→ **Dataset items**
= = = = = = =

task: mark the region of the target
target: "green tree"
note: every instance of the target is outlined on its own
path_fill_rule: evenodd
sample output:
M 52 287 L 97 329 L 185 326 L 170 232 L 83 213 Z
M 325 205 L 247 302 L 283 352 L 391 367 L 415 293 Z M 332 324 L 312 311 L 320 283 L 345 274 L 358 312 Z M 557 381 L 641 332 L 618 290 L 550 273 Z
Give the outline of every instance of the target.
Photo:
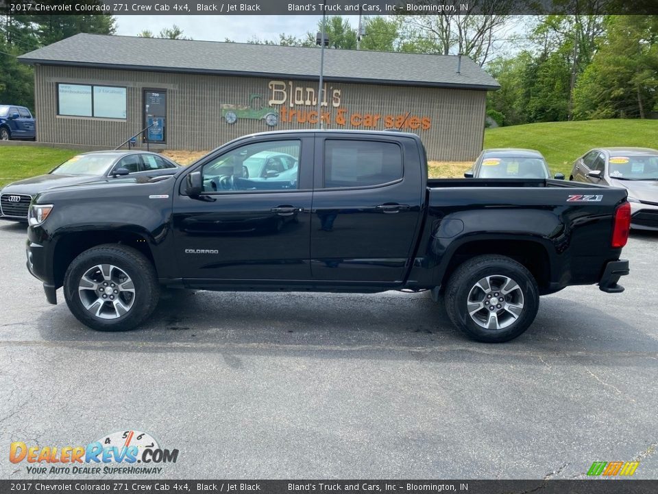
M 367 17 L 363 23 L 365 34 L 361 36 L 361 49 L 395 51 L 398 47 L 398 22 L 386 17 Z
M 500 89 L 487 94 L 487 109 L 502 116 L 498 125 L 518 125 L 530 121 L 528 117 L 529 91 L 525 84 L 528 67 L 534 63 L 527 51 L 507 58 L 499 56 L 487 66 L 487 71 L 500 84 Z M 494 113 L 495 112 L 495 113 Z
M 46 46 L 78 33 L 114 34 L 116 19 L 110 15 L 35 15 L 39 45 Z
M 595 15 L 596 0 L 585 2 L 587 14 L 547 15 L 532 33 L 535 43 L 543 45 L 541 53 L 548 60 L 559 54 L 569 67 L 569 85 L 566 92 L 567 119 L 573 118 L 574 90 L 581 74 L 592 61 L 599 36 L 605 30 L 605 17 Z M 553 60 L 556 62 L 556 60 Z
M 175 24 L 171 27 L 164 27 L 160 30 L 158 37 L 166 38 L 167 39 L 192 39 L 188 36 L 183 36 L 183 30 Z
M 507 0 L 498 2 L 497 12 L 510 10 L 509 3 Z M 474 7 L 474 3 L 472 8 Z M 439 55 L 461 53 L 482 67 L 501 45 L 497 39 L 503 35 L 507 38 L 510 19 L 504 13 L 404 16 L 400 23 L 400 51 Z
M 612 16 L 574 91 L 577 118 L 645 118 L 658 104 L 658 16 Z

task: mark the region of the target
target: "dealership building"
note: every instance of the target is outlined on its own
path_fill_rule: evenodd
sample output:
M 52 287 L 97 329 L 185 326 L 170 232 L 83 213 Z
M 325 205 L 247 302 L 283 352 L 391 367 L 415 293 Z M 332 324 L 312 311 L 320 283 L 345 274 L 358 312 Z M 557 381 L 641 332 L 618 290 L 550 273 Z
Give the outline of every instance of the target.
M 402 126 L 430 159 L 482 150 L 496 80 L 467 57 L 81 34 L 19 57 L 34 66 L 37 140 L 210 150 L 245 134 Z M 319 94 L 321 93 L 321 94 Z M 320 98 L 318 115 L 317 99 Z

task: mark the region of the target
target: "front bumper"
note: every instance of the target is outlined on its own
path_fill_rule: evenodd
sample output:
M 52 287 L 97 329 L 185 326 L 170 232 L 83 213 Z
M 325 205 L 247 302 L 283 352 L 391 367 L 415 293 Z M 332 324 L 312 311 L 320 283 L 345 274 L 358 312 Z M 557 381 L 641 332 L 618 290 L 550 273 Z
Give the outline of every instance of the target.
M 46 300 L 49 303 L 57 304 L 57 287 L 52 283 L 47 274 L 51 272 L 47 266 L 47 257 L 45 255 L 43 246 L 31 241 L 29 238 L 25 244 L 25 255 L 27 261 L 25 263 L 29 274 L 43 282 L 43 291 L 46 294 Z
M 631 228 L 658 230 L 658 204 L 631 202 Z
M 621 293 L 624 287 L 618 284 L 619 279 L 631 272 L 627 259 L 610 261 L 605 265 L 603 274 L 598 281 L 598 289 L 606 293 Z

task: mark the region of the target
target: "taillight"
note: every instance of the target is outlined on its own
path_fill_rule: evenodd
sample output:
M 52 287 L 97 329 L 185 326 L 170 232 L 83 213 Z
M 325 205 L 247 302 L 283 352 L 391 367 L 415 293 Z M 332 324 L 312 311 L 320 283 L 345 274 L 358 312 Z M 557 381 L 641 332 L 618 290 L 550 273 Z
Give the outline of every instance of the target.
M 615 211 L 615 219 L 612 226 L 612 246 L 620 248 L 626 245 L 631 230 L 631 204 L 628 202 L 620 204 Z

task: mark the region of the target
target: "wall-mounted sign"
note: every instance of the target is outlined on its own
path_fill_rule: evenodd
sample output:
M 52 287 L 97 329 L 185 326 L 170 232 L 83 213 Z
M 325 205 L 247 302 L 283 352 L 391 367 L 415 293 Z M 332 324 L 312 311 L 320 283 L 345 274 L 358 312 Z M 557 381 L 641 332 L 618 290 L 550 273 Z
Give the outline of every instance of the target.
M 149 127 L 148 139 L 151 142 L 162 142 L 164 140 L 164 119 L 162 117 L 149 117 L 147 121 Z
M 271 80 L 268 106 L 263 106 L 263 95 L 252 93 L 246 104 L 224 103 L 221 116 L 228 124 L 241 119 L 265 120 L 273 127 L 282 124 L 317 124 L 318 119 L 328 126 L 352 128 L 400 128 L 427 130 L 432 119 L 426 115 L 409 112 L 382 113 L 350 111 L 342 105 L 343 90 L 325 84 L 323 86 L 320 114 L 317 112 L 317 87 L 306 86 L 293 81 Z

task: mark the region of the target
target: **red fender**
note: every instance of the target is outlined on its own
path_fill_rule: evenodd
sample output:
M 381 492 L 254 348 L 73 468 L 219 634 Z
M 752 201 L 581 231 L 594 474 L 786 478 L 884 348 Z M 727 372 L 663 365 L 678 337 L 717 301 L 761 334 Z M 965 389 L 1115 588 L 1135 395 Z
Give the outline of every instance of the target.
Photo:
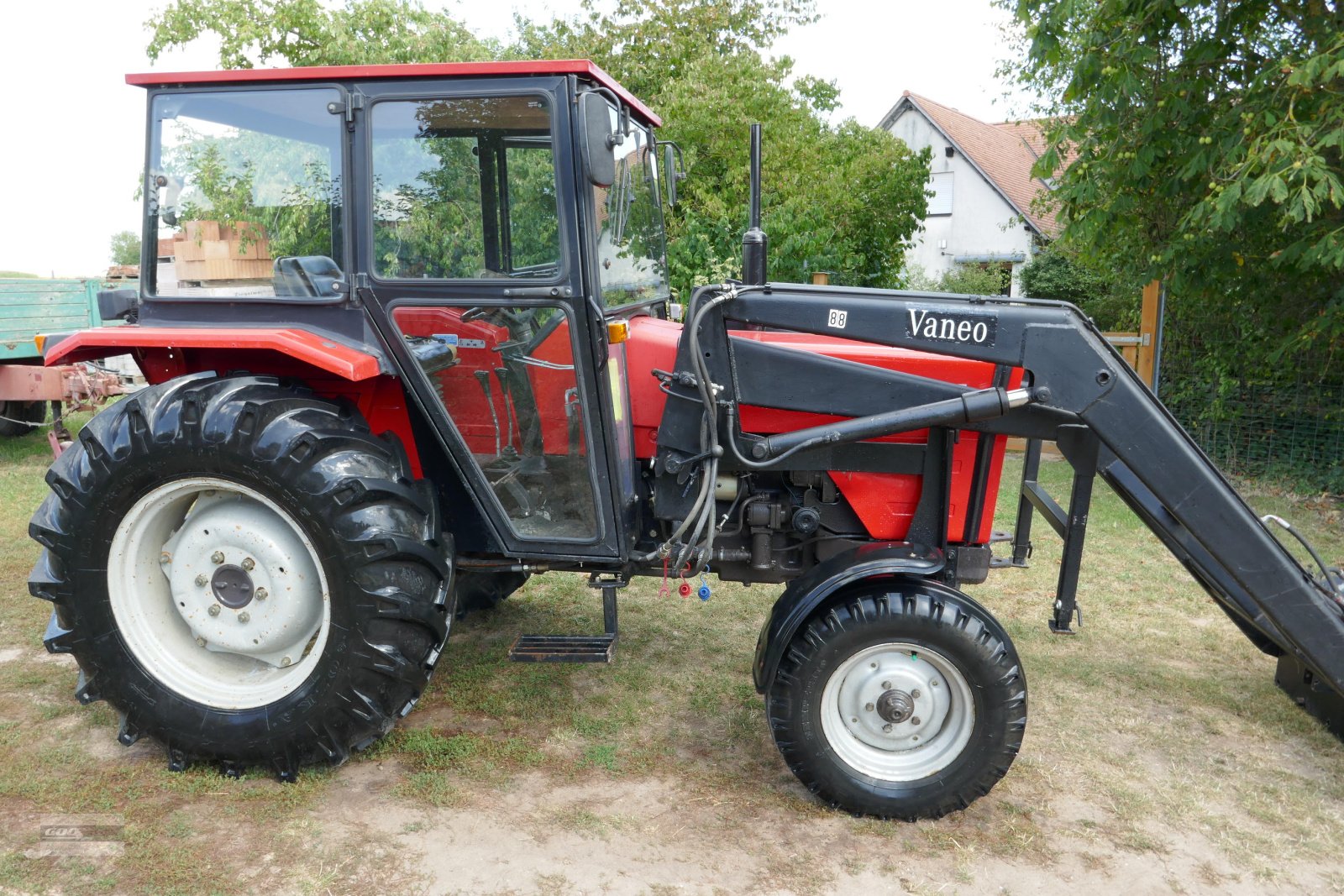
M 382 372 L 375 355 L 325 336 L 294 328 L 128 325 L 79 330 L 44 348 L 48 367 L 130 355 L 152 384 L 199 371 L 294 377 L 324 398 L 353 403 L 374 433 L 401 439 L 411 470 L 423 474 L 401 380 Z

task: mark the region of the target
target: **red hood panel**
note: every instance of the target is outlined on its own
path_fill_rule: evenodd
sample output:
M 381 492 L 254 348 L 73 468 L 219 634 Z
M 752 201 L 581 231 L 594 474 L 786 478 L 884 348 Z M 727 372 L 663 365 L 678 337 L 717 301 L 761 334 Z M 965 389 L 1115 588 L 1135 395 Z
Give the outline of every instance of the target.
M 751 339 L 796 351 L 816 352 L 872 367 L 958 383 L 969 388 L 989 387 L 995 375 L 995 365 L 985 361 L 914 352 L 832 336 L 757 330 L 737 332 L 732 336 L 734 339 Z M 672 321 L 655 317 L 636 317 L 630 321 L 626 352 L 630 371 L 634 453 L 640 458 L 650 458 L 657 453 L 657 430 L 663 420 L 663 406 L 667 402 L 667 396 L 659 390 L 659 382 L 652 371 L 671 371 L 675 367 L 680 337 L 681 325 Z M 1021 371 L 1015 371 L 1011 386 L 1016 387 L 1020 382 Z M 837 419 L 844 418 L 767 407 L 742 407 L 742 427 L 749 433 L 788 433 Z M 1003 453 L 1007 442 L 1003 437 L 996 439 L 989 492 L 985 498 L 988 512 L 982 517 L 981 529 L 972 533 L 969 539 L 964 537 L 966 502 L 970 496 L 970 472 L 974 466 L 978 438 L 976 433 L 964 433 L 953 449 L 952 506 L 948 529 L 953 541 L 988 541 L 993 525 L 993 505 L 999 496 L 999 478 L 1003 472 Z M 921 430 L 878 441 L 923 443 L 926 439 L 927 433 Z M 832 480 L 872 537 L 900 539 L 906 535 L 914 508 L 919 501 L 921 477 L 895 473 L 835 472 Z

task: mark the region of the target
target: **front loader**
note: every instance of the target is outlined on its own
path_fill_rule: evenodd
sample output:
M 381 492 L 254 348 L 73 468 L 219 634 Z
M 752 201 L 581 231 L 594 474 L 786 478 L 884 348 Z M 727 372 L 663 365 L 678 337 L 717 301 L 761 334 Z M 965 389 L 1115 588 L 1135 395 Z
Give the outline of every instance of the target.
M 679 149 L 587 62 L 133 75 L 142 296 L 46 361 L 129 353 L 32 519 L 46 645 L 173 768 L 339 763 L 413 711 L 453 621 L 577 571 L 605 662 L 632 576 L 784 586 L 754 678 L 824 802 L 931 818 L 1008 771 L 1021 662 L 958 588 L 996 560 L 1008 435 L 1075 469 L 1051 627 L 1071 631 L 1094 474 L 1344 728 L 1344 584 L 1309 572 L 1060 302 L 743 282 L 672 308 Z M 754 165 L 755 168 L 755 165 Z M 223 172 L 223 176 L 220 176 Z M 758 177 L 754 177 L 758 183 Z M 226 249 L 212 249 L 223 244 Z

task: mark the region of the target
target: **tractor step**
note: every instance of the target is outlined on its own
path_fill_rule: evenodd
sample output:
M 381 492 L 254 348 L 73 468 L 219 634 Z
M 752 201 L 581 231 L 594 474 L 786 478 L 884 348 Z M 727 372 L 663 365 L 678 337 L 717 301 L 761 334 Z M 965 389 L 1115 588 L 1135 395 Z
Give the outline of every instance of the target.
M 616 635 L 519 635 L 508 649 L 513 662 L 612 662 Z
M 513 662 L 612 662 L 616 653 L 616 591 L 626 586 L 625 579 L 606 578 L 594 572 L 590 588 L 602 590 L 602 627 L 605 634 L 523 634 L 508 649 Z

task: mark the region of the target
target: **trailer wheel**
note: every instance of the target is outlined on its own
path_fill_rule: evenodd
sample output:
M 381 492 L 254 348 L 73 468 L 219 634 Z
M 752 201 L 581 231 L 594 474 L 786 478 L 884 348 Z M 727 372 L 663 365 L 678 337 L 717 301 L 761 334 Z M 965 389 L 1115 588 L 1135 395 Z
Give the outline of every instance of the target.
M 433 497 L 401 446 L 269 377 L 210 375 L 98 414 L 47 476 L 30 579 L 75 696 L 171 768 L 344 760 L 419 696 L 448 634 Z
M 0 438 L 27 435 L 46 419 L 46 402 L 0 402 Z
M 851 592 L 802 626 L 767 695 L 789 768 L 835 807 L 939 818 L 989 793 L 1027 724 L 1027 682 L 978 603 L 927 582 Z

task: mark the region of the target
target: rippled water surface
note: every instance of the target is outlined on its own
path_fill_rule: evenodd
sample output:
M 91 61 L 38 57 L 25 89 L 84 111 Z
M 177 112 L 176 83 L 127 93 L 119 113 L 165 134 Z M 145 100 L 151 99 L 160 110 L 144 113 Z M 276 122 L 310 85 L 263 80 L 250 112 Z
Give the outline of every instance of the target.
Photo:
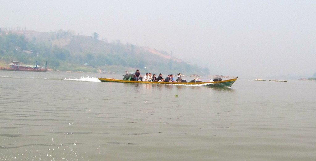
M 316 82 L 96 78 L 122 75 L 0 71 L 0 160 L 316 159 Z

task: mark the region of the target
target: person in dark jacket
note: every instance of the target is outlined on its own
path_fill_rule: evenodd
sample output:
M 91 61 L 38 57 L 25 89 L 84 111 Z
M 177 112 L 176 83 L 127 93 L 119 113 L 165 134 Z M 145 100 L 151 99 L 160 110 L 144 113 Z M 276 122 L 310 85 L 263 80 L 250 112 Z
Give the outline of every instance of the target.
M 157 81 L 158 82 L 163 82 L 164 80 L 163 78 L 162 78 L 162 74 L 161 73 L 160 73 L 159 74 L 159 76 L 158 76 L 158 78 L 157 78 Z

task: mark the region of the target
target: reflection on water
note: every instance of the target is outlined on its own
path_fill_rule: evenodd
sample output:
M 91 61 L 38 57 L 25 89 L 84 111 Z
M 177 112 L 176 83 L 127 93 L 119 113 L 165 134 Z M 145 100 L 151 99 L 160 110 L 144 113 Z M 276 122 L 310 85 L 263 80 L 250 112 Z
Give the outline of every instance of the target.
M 313 82 L 240 79 L 229 88 L 0 73 L 10 77 L 0 79 L 0 160 L 316 158 Z M 23 78 L 40 77 L 50 79 Z

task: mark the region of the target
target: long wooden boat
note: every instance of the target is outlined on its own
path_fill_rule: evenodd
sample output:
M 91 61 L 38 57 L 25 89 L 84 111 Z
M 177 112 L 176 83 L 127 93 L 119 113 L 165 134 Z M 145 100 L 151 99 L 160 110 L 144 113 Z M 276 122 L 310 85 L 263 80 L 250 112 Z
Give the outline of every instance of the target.
M 143 82 L 115 79 L 113 78 L 98 78 L 101 82 L 128 83 L 142 83 L 146 84 L 169 84 L 178 85 L 201 85 L 203 86 L 210 87 L 230 87 L 238 78 L 238 77 L 234 79 L 217 82 Z

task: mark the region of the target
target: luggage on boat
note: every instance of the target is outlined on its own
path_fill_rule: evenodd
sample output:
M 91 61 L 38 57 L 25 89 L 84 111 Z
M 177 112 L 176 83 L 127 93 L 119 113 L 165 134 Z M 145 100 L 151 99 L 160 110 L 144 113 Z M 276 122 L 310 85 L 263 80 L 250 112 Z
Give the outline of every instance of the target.
M 222 78 L 216 78 L 214 79 L 213 79 L 213 81 L 214 82 L 218 82 L 219 81 L 222 81 Z
M 124 78 L 123 80 L 132 81 L 134 80 L 134 78 L 135 76 L 134 74 L 126 74 L 124 76 Z

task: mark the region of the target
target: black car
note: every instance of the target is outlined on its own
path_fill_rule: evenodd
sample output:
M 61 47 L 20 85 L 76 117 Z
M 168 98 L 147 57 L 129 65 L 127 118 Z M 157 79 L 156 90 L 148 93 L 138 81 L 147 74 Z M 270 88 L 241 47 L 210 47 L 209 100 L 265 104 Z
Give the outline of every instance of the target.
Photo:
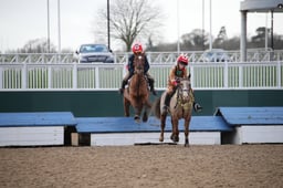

= = = = = = =

→ **TASK STATEMENT**
Reproduce the items verbatim from the very first line through the line containing "M 500 89 L 487", including that line. Leave the pictures out of your answer.

→ **PROBLEM SOLUTION**
task: mark the region of the target
target: "green tree"
note: every instance of the target is outlined on its own
path_fill_rule: evenodd
sample output:
M 52 287 L 97 329 L 185 326 L 170 232 L 83 213 Z
M 325 205 L 247 302 L 283 352 L 391 367 L 415 293 Z M 332 324 L 312 311 L 320 283 L 345 274 L 358 312 Z M 557 381 L 641 332 L 618 290 L 550 273 Z
Give the outline of every instance of the target.
Photo:
M 367 17 L 363 23 L 365 34 L 361 36 L 361 49 L 395 51 L 398 47 L 398 22 L 386 17 Z
M 500 89 L 487 94 L 487 109 L 502 116 L 498 125 L 518 125 L 530 121 L 528 117 L 529 91 L 525 84 L 528 67 L 534 63 L 527 51 L 507 58 L 499 56 L 487 66 L 487 71 L 500 84 Z M 494 113 L 495 112 L 495 113 Z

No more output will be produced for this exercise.